Rewrite the entries from the line containing "One point marks each instance of the green foliage." through the line containing "x=366, y=155", replacing "field in background" with "distant field" and changing nothing else. Return only those lines.

== Entries shown ==

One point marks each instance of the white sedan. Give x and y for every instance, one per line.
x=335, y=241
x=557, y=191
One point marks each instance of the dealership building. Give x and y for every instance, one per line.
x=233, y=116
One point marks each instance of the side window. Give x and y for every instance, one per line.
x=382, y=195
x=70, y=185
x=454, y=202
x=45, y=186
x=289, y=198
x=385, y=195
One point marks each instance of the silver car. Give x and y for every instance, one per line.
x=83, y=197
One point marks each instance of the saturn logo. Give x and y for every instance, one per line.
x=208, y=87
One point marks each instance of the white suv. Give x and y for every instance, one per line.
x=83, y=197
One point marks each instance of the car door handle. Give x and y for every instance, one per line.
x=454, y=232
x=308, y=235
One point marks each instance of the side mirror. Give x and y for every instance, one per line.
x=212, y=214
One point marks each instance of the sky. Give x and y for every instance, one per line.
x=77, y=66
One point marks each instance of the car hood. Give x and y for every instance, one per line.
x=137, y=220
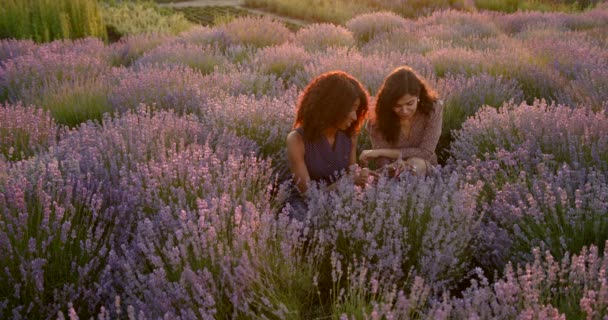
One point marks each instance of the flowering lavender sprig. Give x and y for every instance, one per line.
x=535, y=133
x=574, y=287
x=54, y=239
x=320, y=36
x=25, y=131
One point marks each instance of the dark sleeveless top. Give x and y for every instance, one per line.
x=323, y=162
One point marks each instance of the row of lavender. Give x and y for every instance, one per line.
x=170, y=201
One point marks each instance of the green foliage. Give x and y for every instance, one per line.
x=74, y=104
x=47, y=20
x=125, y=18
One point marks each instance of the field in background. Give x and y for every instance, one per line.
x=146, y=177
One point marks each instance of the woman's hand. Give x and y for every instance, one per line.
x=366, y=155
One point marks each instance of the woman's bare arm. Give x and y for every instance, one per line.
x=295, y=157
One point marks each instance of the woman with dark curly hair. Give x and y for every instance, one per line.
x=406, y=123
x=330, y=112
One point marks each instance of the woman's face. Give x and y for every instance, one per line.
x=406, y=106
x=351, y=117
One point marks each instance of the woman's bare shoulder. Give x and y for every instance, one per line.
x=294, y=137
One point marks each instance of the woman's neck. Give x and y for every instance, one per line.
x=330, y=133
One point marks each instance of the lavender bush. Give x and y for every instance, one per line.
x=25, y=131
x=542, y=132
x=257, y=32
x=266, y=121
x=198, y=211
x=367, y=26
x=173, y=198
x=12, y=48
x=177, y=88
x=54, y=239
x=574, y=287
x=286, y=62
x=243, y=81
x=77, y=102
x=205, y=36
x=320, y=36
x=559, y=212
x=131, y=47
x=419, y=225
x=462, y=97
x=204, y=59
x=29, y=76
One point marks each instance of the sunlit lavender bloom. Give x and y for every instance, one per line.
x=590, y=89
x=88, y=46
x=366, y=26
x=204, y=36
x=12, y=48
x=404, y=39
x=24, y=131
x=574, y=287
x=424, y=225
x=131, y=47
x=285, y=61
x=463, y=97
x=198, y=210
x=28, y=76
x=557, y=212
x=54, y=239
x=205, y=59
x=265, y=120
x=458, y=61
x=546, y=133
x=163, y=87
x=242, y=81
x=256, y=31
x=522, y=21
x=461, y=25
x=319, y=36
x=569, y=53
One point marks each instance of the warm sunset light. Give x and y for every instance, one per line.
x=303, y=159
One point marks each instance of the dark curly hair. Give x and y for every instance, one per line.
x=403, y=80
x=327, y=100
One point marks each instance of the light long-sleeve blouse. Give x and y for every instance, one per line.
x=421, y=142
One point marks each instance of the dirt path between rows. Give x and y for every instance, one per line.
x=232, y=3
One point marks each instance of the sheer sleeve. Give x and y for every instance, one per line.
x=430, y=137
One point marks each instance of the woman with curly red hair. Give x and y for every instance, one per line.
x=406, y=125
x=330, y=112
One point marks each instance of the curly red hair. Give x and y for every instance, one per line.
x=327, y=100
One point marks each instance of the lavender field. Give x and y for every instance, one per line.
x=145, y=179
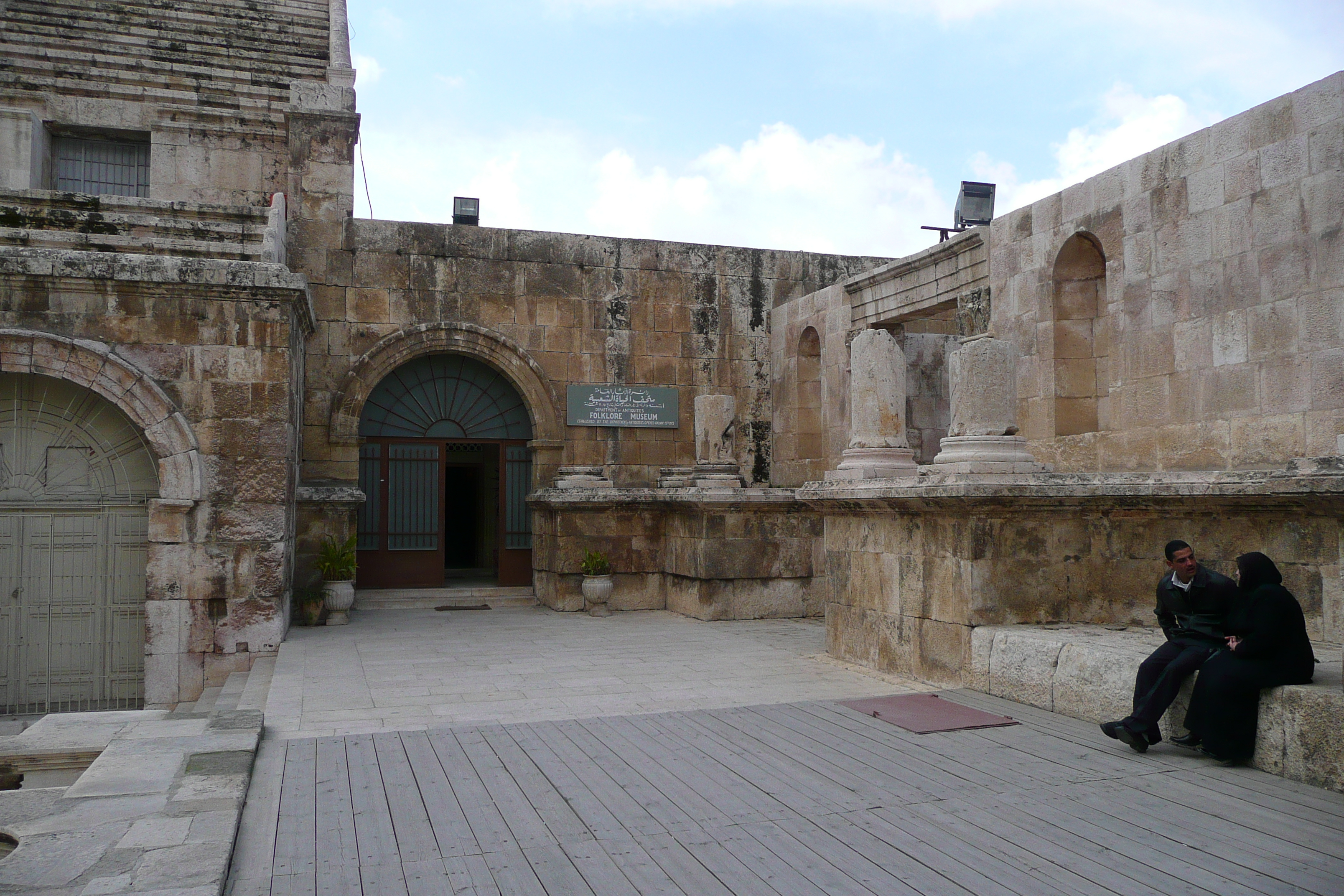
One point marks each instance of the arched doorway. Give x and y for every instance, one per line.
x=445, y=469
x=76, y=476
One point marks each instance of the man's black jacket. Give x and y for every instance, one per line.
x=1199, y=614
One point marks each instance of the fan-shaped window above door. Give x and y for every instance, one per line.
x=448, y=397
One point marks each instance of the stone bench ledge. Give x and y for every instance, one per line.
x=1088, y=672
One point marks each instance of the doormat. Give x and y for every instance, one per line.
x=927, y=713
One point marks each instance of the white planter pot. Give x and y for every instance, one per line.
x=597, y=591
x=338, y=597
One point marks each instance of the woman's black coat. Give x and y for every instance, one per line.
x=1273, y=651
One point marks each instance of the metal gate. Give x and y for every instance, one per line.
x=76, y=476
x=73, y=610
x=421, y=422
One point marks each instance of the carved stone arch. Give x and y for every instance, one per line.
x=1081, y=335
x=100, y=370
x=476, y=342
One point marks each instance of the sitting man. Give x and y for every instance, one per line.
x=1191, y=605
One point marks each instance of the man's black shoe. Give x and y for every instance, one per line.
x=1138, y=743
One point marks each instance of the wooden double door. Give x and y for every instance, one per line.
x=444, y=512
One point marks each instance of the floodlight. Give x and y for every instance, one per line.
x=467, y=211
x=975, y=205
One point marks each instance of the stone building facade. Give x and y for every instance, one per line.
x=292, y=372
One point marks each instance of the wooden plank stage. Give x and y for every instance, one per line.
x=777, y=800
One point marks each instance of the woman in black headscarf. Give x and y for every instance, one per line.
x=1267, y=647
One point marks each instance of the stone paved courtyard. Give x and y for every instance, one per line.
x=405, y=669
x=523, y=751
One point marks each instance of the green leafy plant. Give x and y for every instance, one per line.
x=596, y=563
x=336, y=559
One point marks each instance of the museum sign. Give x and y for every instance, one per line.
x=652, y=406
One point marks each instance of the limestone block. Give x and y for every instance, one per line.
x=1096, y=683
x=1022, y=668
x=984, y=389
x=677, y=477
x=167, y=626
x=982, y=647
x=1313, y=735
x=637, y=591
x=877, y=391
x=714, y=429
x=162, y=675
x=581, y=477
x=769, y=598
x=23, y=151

===
== Entries shown ==

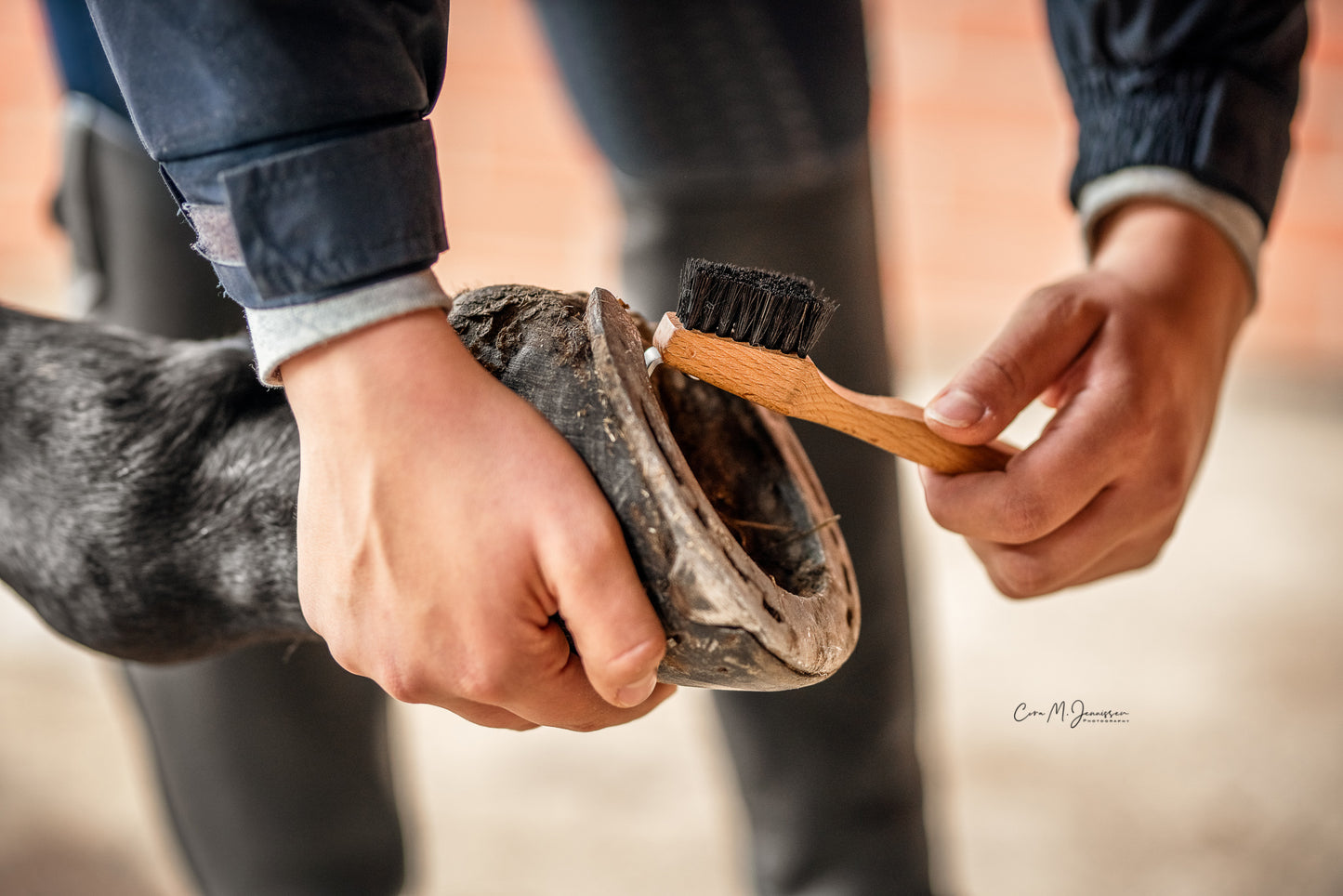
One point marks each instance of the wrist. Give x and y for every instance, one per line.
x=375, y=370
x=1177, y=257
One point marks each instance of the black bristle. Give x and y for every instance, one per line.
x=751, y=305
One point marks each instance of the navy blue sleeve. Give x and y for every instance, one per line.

===

▶ [Worked answer]
One point marks each instance of the green foliage. Give x and y for every instance, one per line.
x=74, y=104
x=47, y=20
x=125, y=18
One point marks each instance of the distant field. Give x and y for every instance, one per line.
x=146, y=177
One point marks each instance of the woman's hand. Give x and y for every instance, one per line.
x=366, y=155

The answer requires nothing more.